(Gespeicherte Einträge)
------------------------

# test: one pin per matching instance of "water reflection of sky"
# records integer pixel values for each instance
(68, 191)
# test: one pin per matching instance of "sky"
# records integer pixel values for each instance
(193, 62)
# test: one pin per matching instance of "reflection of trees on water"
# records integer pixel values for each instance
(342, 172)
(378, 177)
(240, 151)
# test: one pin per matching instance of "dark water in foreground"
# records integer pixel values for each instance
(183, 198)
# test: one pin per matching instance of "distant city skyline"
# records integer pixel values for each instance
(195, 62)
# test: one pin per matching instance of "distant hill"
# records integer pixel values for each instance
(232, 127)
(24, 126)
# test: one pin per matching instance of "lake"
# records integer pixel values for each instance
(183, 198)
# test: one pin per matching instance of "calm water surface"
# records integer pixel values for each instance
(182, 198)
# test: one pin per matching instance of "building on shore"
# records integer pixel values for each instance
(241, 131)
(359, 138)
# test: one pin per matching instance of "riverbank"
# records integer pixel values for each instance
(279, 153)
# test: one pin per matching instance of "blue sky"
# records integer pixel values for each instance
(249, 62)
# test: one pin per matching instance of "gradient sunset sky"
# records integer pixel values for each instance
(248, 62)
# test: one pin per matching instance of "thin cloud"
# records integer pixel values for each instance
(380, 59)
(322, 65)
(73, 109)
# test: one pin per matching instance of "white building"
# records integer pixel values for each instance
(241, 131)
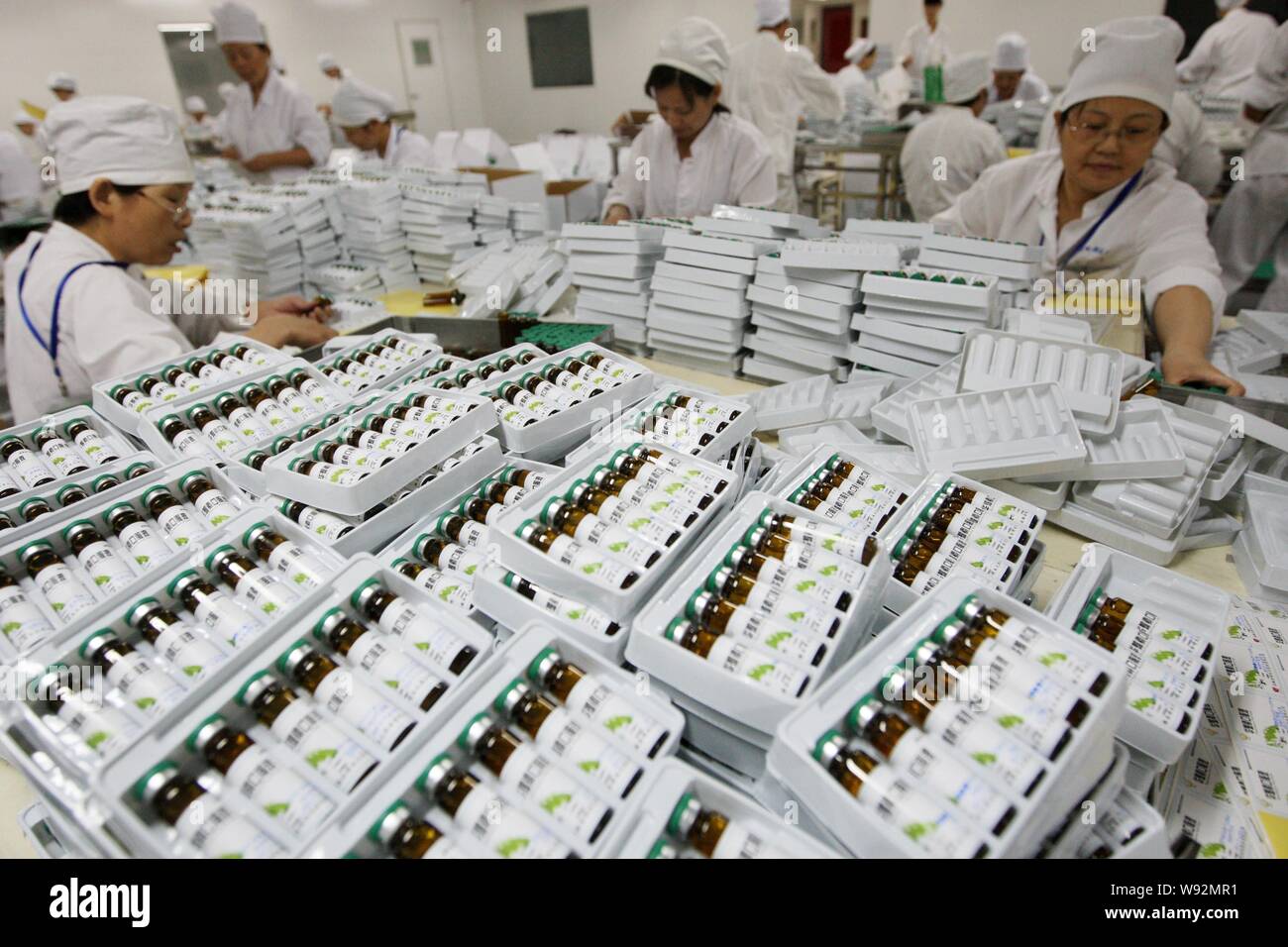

------------------------

Zu erledigen:
Finden Sie alle Zeilen im Material, die das Wort „reflection" enthalten, und geben Sie jede davon unverändert wieder.

Lösung der Aufgabe:
# test: one pin per matching instance of "water reflection of sky"
# test: one pin per matching instance of "reflection of trees on water"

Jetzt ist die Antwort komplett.